_Set exercise 1_: In the comment thread about Nick Jackiw's remarks on GeoGebra, who is Cal waiting to hear from before drawing any conclusions?
_Set exercise 2_: Continue the comment thread about GeoGebra from its last sentence.

What do you think re: what Nick Jackiw said today re: GeoGebra?

Cal said...

For those that weren't in the audience, Nick basically re-iterated the comments he made to the CMESG earlier this year http://textsave.de/?p=27157
There are two sides to every story and I am waiting on a reply from the folks at GeoGebra before I draw any conclusions.
I was asked if I would change my use & promotion of GeoGebra should these claims be substantiated. I think the momentum it exhibits internationally (particularly at the grass-roots, classroom level) speaks to a need (pedagogically and otherwise) that is not being answered by any other tool or community. I am cautiously optimistic that Nick's issues can be addressed.

Nick Jackiw said...

Thanks for cross-linking my CMESG post -- more coherent than my verbal response to Jesse's question Tuesday.

_Data excerpts_:
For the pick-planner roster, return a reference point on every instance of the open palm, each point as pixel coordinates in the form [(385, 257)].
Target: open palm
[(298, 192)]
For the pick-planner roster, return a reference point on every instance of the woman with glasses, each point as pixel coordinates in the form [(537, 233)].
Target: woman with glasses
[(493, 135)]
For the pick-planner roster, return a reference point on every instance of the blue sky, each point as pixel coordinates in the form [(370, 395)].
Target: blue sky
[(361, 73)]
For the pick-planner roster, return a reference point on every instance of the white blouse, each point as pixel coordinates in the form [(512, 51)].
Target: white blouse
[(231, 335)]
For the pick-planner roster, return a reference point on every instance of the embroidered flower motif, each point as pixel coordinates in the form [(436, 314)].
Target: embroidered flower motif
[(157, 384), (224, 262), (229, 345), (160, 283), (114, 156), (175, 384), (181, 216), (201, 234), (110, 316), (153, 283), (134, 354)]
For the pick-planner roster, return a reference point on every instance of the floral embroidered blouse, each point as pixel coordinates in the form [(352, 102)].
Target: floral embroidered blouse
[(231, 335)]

_Written response 1_: The folks at GeoGebra.

_Written response 2_:
For your own thinking, re "free:" I imagine the Ontario Sketchpad license cost is a matter of public record there since it's Ministry-provisioned. Look it up and compare as an annual cost to your best estimate of the cost of the public effort expended by OISE math ed. faculty and associates on GeoGebra Canada promotion this year. Ontario taxpayers are spending a lot more on GeoGebra promotion this year than they to provide Sketchpad to every school and every school student at home across the province. That's "free?"

In terms of "two sides to a story," I also look forward to a reply from team GeoGebra. So far, they've been silent. In terms of "substantiating claims," please keep in mind that at least my lettered, CMESG claims are evidence-based, not merely rhetorical or personal opinion.

Best regards...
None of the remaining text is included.